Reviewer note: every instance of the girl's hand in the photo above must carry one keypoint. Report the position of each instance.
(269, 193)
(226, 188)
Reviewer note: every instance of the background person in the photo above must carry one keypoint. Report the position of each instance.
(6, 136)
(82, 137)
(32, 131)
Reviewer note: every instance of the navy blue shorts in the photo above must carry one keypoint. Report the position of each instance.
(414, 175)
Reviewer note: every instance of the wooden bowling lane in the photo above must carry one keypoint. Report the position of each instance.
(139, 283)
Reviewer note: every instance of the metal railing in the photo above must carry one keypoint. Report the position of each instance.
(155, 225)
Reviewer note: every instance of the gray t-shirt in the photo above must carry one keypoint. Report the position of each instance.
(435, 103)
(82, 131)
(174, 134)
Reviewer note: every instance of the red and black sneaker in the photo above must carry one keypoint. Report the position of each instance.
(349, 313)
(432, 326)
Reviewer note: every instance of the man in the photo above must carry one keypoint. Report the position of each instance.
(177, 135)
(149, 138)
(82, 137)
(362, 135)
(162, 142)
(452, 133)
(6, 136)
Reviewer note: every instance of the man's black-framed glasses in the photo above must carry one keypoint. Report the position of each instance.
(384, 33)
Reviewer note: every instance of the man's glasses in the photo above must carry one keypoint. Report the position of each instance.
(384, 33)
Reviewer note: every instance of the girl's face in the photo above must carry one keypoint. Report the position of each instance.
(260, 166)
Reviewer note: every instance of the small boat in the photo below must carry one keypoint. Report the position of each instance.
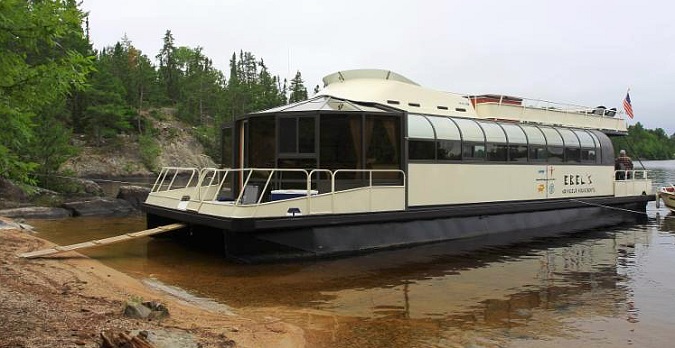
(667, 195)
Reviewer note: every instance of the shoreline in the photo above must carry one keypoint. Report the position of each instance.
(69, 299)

# [REQUIRED TASK]
Reproduce all of the data above word for word, leaving the pictures out.

# [ANSWER IN FULL]
Reviewer note: every instance of the girl's hand in the photo above must carry one keypoint. Report the position of each instance.
(269, 193)
(226, 188)
Reviewer note: every instance of the background person in the photo above must carry one keypoint. Report the position of each instance.
(6, 136)
(82, 137)
(32, 131)
Reviewer note: every instance of the navy blue shorts in the photo above must carry one keypoint. Report the position of each instance.
(414, 175)
Reviewer note: every instance of the wooden bowling lane in the photo above must carry one keypoint. Report the position of each instance.
(139, 283)
Reviewer note: every instance of the metal railing in the photo above must carry one keypoint. Report the position of each instance.
(155, 225)
Reviewer note: every instance of the gray t-shirt in the photo above must carry one keypoint. Report the position of each instance.
(435, 103)
(82, 131)
(174, 134)
Reviewer note: every instance of the red and black sneaker in the photo above must carry one keypoint. Report the position of each instance.
(349, 313)
(432, 326)
Reviewer note: every instance of the man in the photo above must carry one keypoint. Report the position of each instance.
(177, 135)
(149, 138)
(82, 137)
(362, 135)
(162, 142)
(452, 133)
(6, 136)
Reviewer note: every instance of the man's black-framed glasses in the photo above must carry one keypoint. Report the position of each instance.
(384, 33)
Reviewer note: every instance of the man's glasses in the photo above must carry one keypoint. Report the position of each instance.
(384, 33)
Reviewer note: every instance of the girl's face in the photo above must carry one keypoint. Report the position of each instance.
(260, 166)
Reviewer note: every instance of the small boat in the photo below must carry one keypoint. Report the position of each instance.
(667, 195)
Reviewer note: every instance of the shoreline in the photo above must carry one keypoint. Report the position of each instance.
(69, 299)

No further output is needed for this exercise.